» Task brief
Continue the match report on David Meyler's night as Ireland captain, starting right after its final sentence.

* start Extract to read *

Vincent Hogan: Captain Meyler earns his stripes on a night Ireland seem to run out of steam
You can't put in what God left out, but good men know how to bend the arithmetic to their advantage.
David Meyler is no silver-spoon footballer, but he understands the relationship between movement and space and how, in sport, the right energy can move mountains.
He represents an almost emblematic figure of Martin O'Neill's regime now, never a regular starter, yet always a viable option.
The bearded Corkman would have been a left-field choice as captain last night, but someone from whom O'Neill knew implicitly what he would be getting here.
Son of a devout GAA man, he has become the answer to a small multiple of questions for a manager who - between club and country (they worked together at Sunderland) - has used him as a right-back, centre-half and a conventional defensive midfielder.
This was his 21st senior cap in seven years, deployed on sentry duty in front of a back four that, accordingly, enjoyed an arm-chair evening.
Little enough of what he did generated applause, but that's the nature of the work he does.
Nobody writes songs about footballers like David Meyler, albeit team-mates must be tempted to.
His promotion after the Irish midfield's broad malfunction in Tbilisi has worked well for O'Neill, the manager pointedly lauding Meyler's performance against Serbia last month, the arc of which was one brazen nutmeg by a corner-flag.
He was declared man of the match for that game and, if that garland didn't quite fall his way last night, he did again produce a performance rich in wisdom and humility.
What he brings to a team was aptly synopsised just nine minutes in when, after a clumsy touch gave the ball to Alexandru Gatcan, Meyler chased down the Moldovan as if pursuing a pick-pocket with his watch.
Soon after, he materialised behind the Irish back four, sweeping away danger fleetingly presented by the elusive Radu Ginsari.

* end Extract to read *
* start Material supplied *

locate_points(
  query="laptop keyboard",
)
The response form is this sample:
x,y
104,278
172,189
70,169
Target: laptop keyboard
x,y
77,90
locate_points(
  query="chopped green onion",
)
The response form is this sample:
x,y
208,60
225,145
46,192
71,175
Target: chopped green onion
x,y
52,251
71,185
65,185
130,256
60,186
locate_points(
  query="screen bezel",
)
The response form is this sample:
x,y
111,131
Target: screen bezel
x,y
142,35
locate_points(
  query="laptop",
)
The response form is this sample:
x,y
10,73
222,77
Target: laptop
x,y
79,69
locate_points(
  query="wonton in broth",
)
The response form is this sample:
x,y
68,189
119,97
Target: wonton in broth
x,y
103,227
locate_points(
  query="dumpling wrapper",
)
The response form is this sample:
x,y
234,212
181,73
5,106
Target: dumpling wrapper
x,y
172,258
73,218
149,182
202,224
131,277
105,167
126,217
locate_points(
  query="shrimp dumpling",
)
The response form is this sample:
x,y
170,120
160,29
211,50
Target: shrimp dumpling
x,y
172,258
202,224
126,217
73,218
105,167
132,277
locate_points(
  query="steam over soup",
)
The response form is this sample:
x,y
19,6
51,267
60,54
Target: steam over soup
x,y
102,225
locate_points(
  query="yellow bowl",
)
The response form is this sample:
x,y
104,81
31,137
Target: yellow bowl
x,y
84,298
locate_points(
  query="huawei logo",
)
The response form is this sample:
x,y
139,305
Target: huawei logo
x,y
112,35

* end Material supplied *
* start Material supplied *

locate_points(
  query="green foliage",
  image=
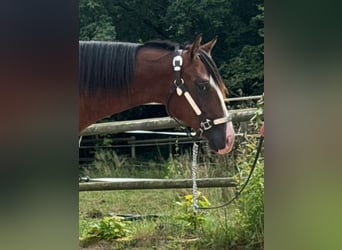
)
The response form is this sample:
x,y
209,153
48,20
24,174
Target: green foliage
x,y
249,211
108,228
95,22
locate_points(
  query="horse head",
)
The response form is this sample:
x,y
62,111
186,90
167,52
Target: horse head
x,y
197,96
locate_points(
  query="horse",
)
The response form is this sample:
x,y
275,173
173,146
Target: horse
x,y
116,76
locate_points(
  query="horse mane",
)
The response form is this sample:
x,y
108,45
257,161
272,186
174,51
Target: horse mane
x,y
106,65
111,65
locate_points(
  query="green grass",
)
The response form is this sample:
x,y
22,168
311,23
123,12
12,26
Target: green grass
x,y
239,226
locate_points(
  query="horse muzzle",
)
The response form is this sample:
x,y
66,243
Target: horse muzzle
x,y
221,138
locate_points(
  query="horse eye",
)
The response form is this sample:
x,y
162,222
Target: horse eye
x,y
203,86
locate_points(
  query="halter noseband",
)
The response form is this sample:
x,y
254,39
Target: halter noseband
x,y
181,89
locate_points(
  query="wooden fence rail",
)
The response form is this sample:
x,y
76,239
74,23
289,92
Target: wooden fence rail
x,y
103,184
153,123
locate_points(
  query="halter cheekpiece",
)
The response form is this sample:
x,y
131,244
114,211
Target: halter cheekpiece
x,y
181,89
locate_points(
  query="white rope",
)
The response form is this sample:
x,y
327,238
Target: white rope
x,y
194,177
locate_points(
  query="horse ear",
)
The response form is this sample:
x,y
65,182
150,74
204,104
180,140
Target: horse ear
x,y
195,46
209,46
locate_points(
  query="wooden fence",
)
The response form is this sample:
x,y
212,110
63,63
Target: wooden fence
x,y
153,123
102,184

* end Material supplied *
* start Material supplied *

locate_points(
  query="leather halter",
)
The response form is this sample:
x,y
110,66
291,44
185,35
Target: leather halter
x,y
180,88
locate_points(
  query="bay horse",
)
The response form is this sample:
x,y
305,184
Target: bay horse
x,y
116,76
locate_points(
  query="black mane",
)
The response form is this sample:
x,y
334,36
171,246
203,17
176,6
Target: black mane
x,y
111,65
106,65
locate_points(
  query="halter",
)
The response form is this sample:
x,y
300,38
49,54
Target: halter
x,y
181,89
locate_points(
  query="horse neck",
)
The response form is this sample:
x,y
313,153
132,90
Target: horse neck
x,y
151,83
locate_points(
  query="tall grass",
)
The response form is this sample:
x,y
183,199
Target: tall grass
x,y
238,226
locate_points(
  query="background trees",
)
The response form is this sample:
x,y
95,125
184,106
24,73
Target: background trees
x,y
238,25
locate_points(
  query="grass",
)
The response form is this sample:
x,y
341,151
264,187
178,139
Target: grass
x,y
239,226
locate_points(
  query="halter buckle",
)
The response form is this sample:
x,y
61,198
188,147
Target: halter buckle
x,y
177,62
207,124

* end Material supplied *

» Written answer
In many ways, Meyler was the hod-carrier here, doing his prosaic thing whilst men like Wes Hoolahan and the encouragingly impressive Callum O'Dowda found licence to lift the creative curtain.
Two Daryl Murphy goals up inside 19 minutes, it proved a peculiar night by the Dodder.
The win against weak opposition was secured with easy efficiency, but anything less would have been derided.
And the timing of a new contract announcement for O'Neill was odd if only because, through his four years at the helm, seldom has this Irish team looked less identifiable in terms of football personality than it does right now.
They are neither one thing nor the other, urgent and cohesive one moment, dissonant and palpably anxious the next.
Before last night, they'd failed to win any of four competitive internationals since beating Austria in Vienna 11 months ago, four games that decanted a miserly two goals.
And that hard-boiled truth of a team losing its way in mid-campaign seemed to be overlooked this week, perhaps on the basis that no compelling alternatives to O'Neill have been making conspicuous sounds.
It's true too that international football doesn't allow a manager the intimacy of time with his players to mould any great, tactical masterplan.
Largely the job is one of compromise. Square pegs go in round holes because there is no open market for alternatives.
And the history of Irish managers is one of good men turning sour as they find themselves reduced to tossing bromides in defence of a group that can't quite give us evenings at The Bolshoi.
We always want ballet, you see. They give us a line-dance.
And so much of O'Neill's interaction with media can seem powdered with mild sarcasm, communicating only on what seems a largely superficial level.
In this, the tendencies of one Irish manager seldom differ from any other. The job wears their patience. They grow tired of the endless carping, the sense of people demanding art from a battlefield.
There have been nights when that prayer seemed to be answered, like against Italy in Lille or Austria in Vienna.
Taking the initiative in these games, by its nature, meant taking chances. And through those evenings on opposition soil, Ireland found it within themselves to play with a tempo they've largely struggled to replicate in Dublin.
To begin with, it looked like they had found it last night but, in a sense, those early Murphy goals all but sedated the crowd and, seemingly, the team. As the minutes trickled by, a lot of the early structure and control began to unravel before our eyes.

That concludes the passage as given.